→ **Do this**
Rewrite the rows below, changing each "Quickstart" to "Overview" and leaving everything else untouched.
-- START --
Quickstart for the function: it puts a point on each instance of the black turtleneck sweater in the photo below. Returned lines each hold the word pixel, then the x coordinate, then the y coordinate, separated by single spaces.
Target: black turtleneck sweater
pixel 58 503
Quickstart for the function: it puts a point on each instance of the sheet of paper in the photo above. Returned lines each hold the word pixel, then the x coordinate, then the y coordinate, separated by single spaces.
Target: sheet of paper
-- END --
→ **Task solution**
Overview for the function: it puts a point on each instance of the black turtleneck sweater in the photo below. Returned lines each hold the word pixel, then the x coordinate, then the y coordinate, separated by single spaces.
Target: black turtleneck sweater
pixel 58 503
Overview for the function: it puts a point on each instance of the sheet of paper in the photo above. Returned lines each hold the word pixel, then the x coordinate, then the y coordinate, separated by single spaces.
Target: sheet of paper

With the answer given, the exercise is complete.